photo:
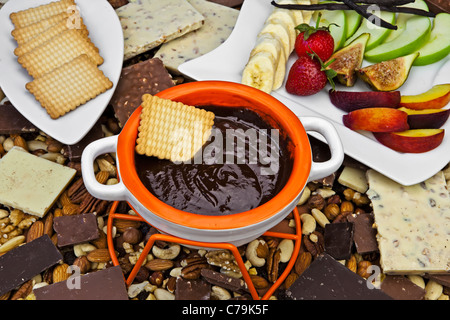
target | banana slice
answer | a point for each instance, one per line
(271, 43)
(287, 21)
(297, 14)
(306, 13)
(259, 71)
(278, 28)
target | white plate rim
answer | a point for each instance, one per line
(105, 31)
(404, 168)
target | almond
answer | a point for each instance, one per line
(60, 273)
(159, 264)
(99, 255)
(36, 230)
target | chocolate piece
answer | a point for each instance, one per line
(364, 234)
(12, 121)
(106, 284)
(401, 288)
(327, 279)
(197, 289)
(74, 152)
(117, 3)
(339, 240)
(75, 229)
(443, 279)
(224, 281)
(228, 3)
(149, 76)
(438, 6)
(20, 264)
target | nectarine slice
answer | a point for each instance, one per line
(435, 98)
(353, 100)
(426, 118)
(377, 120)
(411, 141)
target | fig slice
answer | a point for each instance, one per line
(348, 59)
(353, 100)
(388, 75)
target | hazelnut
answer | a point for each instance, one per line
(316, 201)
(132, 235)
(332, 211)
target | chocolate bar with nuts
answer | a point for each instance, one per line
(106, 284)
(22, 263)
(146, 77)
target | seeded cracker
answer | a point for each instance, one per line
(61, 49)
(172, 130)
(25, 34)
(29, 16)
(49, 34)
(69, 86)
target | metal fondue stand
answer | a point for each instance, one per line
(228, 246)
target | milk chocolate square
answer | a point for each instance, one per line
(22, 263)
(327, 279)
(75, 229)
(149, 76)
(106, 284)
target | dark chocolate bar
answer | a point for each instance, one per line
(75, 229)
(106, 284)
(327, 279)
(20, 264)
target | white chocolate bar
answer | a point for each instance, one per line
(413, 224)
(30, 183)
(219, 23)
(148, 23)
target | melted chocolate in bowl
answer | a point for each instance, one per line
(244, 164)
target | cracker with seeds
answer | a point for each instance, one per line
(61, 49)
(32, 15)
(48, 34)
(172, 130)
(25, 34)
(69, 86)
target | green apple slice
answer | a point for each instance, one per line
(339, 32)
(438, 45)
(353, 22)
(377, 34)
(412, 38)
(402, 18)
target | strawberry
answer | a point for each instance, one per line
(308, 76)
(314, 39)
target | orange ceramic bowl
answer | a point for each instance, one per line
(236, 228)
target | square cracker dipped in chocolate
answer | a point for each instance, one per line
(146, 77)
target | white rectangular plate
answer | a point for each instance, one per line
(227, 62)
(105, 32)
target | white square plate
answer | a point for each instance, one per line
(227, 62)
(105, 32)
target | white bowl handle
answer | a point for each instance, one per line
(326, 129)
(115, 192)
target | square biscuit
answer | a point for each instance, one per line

--

## Required task
Reproduce the rows from the line holding "target | dark chocolate bar" through the last row, inclusive, with every "bowl" renamed to "dish" and nothing else changed.

## The result
target | dark chocolate bar
answer | a point for each instance, one per line
(75, 229)
(106, 284)
(327, 279)
(20, 264)
target | white chocolate bar
answer | a point for each instance, one per line
(413, 224)
(30, 183)
(219, 23)
(148, 23)
target | melted chocolate in dish
answer | a point for each instance, one per line
(244, 164)
target | cracker with seeds
answer | a point for each instance, one per line
(61, 49)
(32, 15)
(48, 34)
(172, 130)
(25, 34)
(69, 86)
target | green apple slice
answer | a point for each instance, one per line
(339, 32)
(438, 45)
(353, 22)
(377, 34)
(412, 38)
(402, 18)
target | strawberry
answer | a point for each instance, one per line
(308, 76)
(314, 39)
target | orange ceramic dish
answer | a point for each instance, one per line
(236, 228)
target | square cracker dipped in chocolate
answer | a point for each instance, one per line
(146, 77)
target | white rectangular plate
answer | a point for each instance, one per line
(227, 62)
(105, 32)
target | white square plate
answer | a point for each instance, one per line
(227, 62)
(105, 32)
target | white dish handle
answer | a point for each instance, one per line
(326, 129)
(115, 192)
target | square biscuit
answer | a point for each instance, one per line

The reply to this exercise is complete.